* BEGIN Data provided *

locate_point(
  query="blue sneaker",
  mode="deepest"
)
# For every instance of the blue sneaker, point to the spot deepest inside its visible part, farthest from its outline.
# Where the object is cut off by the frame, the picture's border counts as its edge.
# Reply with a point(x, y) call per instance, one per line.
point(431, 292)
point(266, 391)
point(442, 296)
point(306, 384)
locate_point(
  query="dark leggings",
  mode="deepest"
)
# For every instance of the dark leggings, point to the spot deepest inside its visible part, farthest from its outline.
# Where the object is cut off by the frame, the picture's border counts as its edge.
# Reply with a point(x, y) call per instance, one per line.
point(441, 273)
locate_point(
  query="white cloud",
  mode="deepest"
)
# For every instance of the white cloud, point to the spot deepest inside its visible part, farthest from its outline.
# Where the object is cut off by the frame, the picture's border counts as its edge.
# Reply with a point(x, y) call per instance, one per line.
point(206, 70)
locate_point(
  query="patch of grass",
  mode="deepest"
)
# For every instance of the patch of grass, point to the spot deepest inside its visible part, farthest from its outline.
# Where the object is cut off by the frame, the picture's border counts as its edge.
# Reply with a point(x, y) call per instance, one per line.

* END Data provided *

> **The request**
Which lines above contain the word "spot", with case counting? Extract each of those lines in full.

> **Exercise response**
# For every instance of the blue sneaker, point to the spot deepest inside its visible part, farthest from its outline.
# For every instance of the dark leggings, point to the spot deepest inside its visible part, farthest from its outline.
# For every instance of the white cloud, point to the spot deepest inside its visible part, farthest from its outline.
# For every instance of the patch of grass, point to the spot deepest inside its visible part, farthest from its outline.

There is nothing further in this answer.